Instructions for the task: Please rewrite every entry with "clicks" replaced by "points" and everything else unchanged, leaving the pictures out of your answer.

Entries supplied:
===============
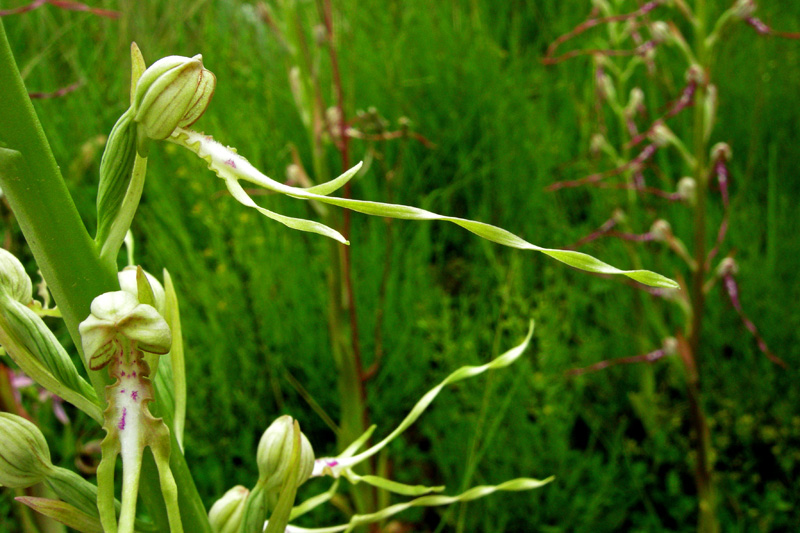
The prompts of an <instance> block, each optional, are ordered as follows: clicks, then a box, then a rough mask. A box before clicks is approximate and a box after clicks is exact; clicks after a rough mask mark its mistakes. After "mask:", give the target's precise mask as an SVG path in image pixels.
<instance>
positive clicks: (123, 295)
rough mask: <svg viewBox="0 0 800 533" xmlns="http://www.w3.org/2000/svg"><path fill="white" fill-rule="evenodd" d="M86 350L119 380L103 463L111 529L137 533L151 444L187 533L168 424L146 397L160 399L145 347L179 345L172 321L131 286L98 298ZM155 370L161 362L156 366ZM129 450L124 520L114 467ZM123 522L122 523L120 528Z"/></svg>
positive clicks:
===============
Answer below:
The prompts of an <instance> block, each optional, are ordered as follows: points, then a box, then a rough mask. A box before points is approximate and a box after points is exact; points after a rough mask mark its mistakes. After "mask:", give the target's precise mask as an SVG path in image pixels.
<instance>
positive points: (123, 295)
rough mask: <svg viewBox="0 0 800 533" xmlns="http://www.w3.org/2000/svg"><path fill="white" fill-rule="evenodd" d="M86 350L119 380L103 463L111 529L137 533L151 444L187 533L168 424L146 397L160 399L145 347L179 345L172 321L131 286L98 298ZM155 370L161 362L156 366ZM129 450L124 520L114 467ZM123 522L122 523L120 528Z"/></svg>
positive points:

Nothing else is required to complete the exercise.